* [Task objective]: Pick out every line of the rows below that contains the word "instance", and copy each one in full.

═════ Material for this task

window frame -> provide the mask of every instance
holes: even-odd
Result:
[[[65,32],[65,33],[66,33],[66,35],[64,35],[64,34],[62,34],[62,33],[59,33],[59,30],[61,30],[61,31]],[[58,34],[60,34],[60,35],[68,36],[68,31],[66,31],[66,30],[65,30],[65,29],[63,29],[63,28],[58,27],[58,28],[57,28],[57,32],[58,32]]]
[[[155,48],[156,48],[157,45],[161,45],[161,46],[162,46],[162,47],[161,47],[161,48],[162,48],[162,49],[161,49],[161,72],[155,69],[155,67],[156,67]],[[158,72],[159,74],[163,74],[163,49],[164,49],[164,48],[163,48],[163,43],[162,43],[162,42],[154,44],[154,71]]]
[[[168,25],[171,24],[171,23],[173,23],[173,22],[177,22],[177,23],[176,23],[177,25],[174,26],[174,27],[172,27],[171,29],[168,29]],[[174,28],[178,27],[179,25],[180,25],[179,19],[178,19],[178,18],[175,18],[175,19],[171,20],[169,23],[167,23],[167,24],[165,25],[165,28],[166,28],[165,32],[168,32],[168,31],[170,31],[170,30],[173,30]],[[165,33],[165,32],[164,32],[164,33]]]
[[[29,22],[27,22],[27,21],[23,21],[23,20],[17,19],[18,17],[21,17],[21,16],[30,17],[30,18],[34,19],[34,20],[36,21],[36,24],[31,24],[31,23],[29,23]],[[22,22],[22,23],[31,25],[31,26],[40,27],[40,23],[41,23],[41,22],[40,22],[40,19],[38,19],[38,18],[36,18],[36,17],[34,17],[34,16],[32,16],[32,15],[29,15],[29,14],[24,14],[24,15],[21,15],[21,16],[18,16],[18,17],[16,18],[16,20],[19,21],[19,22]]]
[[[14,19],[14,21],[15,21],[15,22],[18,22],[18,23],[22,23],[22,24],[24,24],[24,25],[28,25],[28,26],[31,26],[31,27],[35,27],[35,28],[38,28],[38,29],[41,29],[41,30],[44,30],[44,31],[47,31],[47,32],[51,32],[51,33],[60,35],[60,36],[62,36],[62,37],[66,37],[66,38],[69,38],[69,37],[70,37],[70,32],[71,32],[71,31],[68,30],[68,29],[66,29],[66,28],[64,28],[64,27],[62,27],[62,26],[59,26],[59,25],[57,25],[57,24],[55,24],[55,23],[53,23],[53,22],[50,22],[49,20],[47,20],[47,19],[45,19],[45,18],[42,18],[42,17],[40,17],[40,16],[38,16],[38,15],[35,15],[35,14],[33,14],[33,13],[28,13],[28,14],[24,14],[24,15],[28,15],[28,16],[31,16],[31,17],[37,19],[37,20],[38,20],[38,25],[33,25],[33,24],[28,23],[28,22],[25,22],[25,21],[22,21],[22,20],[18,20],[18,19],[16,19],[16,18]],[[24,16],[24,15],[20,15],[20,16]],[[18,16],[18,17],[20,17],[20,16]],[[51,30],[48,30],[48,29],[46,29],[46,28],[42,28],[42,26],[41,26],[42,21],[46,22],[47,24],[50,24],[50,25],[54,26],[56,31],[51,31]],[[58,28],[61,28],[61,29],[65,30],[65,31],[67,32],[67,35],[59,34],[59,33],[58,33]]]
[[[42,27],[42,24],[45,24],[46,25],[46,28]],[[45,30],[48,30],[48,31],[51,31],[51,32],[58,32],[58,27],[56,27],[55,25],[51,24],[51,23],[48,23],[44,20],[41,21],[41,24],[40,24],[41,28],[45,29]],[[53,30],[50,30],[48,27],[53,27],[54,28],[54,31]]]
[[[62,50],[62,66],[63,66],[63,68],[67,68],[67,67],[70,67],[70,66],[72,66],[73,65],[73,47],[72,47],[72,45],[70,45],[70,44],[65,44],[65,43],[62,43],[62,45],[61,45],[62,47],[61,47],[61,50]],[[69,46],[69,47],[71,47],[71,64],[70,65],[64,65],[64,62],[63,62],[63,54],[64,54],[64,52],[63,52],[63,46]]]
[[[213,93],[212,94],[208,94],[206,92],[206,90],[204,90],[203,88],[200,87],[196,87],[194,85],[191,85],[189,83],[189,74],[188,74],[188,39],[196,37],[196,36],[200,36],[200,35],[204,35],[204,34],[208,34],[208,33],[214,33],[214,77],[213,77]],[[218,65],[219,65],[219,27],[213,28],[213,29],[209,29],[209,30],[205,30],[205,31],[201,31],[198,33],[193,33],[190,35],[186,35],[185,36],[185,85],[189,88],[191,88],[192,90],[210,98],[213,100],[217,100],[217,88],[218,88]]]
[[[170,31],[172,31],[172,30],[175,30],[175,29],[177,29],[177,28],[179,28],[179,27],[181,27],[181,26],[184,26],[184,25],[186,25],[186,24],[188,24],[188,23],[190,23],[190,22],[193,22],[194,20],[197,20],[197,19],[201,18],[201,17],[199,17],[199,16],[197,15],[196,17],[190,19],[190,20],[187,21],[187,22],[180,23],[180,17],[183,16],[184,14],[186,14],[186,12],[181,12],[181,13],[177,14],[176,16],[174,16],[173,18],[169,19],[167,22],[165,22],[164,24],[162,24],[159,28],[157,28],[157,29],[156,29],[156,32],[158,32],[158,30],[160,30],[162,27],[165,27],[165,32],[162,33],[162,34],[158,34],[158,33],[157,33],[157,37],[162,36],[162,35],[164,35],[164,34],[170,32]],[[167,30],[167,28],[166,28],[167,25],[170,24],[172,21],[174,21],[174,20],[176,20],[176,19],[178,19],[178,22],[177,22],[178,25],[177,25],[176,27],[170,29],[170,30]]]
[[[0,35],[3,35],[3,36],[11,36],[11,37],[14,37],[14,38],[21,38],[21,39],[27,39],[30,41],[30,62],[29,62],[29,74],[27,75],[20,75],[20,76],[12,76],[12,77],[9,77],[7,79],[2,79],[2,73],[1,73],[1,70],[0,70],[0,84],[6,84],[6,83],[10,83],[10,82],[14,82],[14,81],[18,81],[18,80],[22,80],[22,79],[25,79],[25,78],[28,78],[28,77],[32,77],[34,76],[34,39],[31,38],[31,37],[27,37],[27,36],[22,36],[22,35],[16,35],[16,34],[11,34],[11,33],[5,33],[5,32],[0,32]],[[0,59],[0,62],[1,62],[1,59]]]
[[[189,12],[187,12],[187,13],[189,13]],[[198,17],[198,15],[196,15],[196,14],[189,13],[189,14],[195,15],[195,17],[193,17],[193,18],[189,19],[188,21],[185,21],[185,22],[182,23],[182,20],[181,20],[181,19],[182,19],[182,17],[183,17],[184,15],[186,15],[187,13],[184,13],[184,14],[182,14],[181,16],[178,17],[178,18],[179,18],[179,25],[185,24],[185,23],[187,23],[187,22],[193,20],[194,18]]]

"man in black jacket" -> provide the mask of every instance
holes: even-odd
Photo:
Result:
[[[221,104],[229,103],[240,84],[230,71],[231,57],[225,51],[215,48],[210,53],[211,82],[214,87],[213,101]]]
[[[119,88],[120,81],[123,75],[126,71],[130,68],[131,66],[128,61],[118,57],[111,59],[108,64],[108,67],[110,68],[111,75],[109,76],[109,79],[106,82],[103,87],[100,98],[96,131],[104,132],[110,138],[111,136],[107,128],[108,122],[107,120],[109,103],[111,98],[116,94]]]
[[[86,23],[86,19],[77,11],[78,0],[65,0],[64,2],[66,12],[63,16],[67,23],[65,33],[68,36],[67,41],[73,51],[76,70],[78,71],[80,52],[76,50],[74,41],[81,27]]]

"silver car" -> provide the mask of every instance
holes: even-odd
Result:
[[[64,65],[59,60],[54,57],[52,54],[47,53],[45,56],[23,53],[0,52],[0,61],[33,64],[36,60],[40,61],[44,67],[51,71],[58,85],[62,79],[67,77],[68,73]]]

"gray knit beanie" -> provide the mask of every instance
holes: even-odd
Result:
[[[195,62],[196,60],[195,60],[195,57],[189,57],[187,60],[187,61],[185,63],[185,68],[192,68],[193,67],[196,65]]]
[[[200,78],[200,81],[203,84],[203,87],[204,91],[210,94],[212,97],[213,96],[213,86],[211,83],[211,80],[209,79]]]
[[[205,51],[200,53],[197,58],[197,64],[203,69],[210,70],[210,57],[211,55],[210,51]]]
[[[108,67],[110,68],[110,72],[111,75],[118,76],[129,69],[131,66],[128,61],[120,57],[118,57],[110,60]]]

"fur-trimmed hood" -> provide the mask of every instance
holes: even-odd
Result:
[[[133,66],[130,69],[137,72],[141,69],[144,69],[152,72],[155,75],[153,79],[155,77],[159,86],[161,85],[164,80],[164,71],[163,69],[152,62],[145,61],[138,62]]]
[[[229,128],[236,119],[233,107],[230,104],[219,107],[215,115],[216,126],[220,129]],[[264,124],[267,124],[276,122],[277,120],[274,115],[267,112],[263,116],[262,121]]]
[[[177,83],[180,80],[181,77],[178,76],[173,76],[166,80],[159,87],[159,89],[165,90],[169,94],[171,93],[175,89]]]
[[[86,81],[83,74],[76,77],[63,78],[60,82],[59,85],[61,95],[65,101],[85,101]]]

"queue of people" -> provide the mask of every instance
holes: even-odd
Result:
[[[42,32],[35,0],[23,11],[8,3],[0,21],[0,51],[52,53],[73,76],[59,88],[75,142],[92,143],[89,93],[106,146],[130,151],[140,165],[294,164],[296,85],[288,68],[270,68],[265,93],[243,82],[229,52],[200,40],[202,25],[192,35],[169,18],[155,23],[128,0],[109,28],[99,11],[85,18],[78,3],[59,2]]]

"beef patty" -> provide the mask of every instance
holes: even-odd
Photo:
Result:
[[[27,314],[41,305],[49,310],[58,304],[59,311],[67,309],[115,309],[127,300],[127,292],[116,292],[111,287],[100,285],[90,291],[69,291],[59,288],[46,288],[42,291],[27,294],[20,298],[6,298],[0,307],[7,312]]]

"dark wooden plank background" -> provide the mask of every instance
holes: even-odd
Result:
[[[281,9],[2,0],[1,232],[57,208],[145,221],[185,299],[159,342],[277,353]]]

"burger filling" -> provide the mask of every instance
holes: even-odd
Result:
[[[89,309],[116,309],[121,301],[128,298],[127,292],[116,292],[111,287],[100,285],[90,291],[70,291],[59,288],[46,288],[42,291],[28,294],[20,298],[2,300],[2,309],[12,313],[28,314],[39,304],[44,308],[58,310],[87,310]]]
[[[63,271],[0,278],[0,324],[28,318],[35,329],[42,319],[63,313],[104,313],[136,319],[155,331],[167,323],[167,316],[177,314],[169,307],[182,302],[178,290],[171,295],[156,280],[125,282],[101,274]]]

══════════

* [Reply]:
window frame -> provide the mask of every instance
"man in black jacket" -> provide the mask of every instance
"silver car" -> provide the mask of every instance
"gray knit beanie" -> provide the mask of every instance
"fur-trimmed hood" -> provide the mask of every instance
"queue of people" -> provide the mask of every instance
"beef patty" -> provide the mask of every instance
"dark wooden plank background" -> provide the mask of every instance
"burger filling" -> provide the mask of every instance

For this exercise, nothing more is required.